(Source data)
○ ○ ○

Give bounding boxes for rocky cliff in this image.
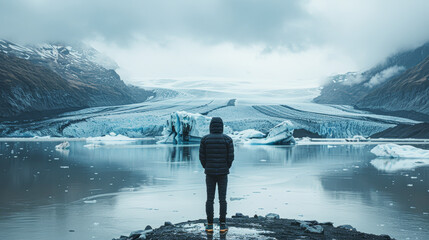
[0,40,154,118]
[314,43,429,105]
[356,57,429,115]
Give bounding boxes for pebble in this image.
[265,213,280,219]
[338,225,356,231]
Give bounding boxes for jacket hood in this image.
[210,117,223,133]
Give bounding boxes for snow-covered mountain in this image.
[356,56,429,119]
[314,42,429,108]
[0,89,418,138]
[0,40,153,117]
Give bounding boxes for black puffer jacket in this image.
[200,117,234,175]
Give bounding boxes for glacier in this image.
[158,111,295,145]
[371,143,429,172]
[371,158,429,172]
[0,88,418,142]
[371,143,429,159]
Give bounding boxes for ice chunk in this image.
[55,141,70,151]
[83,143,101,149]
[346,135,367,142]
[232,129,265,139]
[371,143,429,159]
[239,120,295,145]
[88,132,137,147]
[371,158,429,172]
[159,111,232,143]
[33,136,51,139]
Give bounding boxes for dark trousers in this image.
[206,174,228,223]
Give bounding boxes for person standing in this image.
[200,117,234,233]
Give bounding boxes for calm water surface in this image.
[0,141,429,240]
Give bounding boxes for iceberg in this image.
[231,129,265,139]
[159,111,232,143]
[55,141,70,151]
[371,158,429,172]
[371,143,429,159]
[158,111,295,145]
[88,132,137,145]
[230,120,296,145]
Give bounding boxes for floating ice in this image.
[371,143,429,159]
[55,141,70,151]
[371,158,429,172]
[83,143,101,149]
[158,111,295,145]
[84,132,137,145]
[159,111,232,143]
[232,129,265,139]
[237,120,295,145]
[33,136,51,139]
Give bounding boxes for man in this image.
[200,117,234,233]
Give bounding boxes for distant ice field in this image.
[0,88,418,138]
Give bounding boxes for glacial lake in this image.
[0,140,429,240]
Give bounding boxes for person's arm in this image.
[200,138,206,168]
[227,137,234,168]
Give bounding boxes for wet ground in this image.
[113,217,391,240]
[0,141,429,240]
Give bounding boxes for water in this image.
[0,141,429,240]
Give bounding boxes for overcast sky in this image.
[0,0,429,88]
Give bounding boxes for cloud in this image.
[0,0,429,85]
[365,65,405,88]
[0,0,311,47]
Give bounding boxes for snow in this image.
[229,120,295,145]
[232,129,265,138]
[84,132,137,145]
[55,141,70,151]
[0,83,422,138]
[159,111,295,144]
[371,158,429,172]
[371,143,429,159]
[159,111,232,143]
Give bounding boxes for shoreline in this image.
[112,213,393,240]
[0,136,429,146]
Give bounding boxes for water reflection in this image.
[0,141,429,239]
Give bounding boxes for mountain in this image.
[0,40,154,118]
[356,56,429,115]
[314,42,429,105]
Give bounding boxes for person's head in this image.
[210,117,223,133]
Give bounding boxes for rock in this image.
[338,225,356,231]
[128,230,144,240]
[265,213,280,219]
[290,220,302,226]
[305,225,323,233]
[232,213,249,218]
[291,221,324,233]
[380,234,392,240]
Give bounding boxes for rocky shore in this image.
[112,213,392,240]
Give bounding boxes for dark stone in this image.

○ ○ ○

● **WHAT TO WORK ON**
Copy out the data from the line with "Give bounding boxes for calm" to the line with "[0,0,311,47]", offsetting every bounding box coordinate by 47 and leaving the other lines unchanged.

● **FINISHED ANSWER**
Give bounding boxes for calm water surface in this image.
[47,188,476,287]
Give bounding boxes for iceberg in this image.
[278,176,312,186]
[206,158,279,190]
[102,188,117,198]
[418,205,476,219]
[418,190,476,206]
[205,158,342,192]
[135,179,184,192]
[277,167,343,192]
Give bounding boxes for floating ice in this image.
[418,190,476,206]
[102,188,117,198]
[418,205,476,219]
[130,190,148,196]
[205,158,342,192]
[131,179,184,192]
[206,158,279,190]
[279,176,312,186]
[284,167,342,192]
[80,183,98,186]
Give bounding boxes for man in this image.
[247,164,281,280]
Give bounding boxes for distant ice field in this image.
[47,135,465,185]
Give bounding boxes for glacial lake in this image.
[47,187,476,287]
Give bounding boxes for person's arm in this image.
[247,185,253,215]
[274,184,281,215]
Give bounding boxes for wet ground in this image.
[160,264,438,287]
[47,188,476,287]
Give bounding boxes for water in this image.
[47,188,476,287]
Give bounding boxes for overcast sky in this image.
[47,47,476,135]
Give bounding boxes for cloud in this image.
[47,47,476,132]
[412,112,452,135]
[47,47,358,94]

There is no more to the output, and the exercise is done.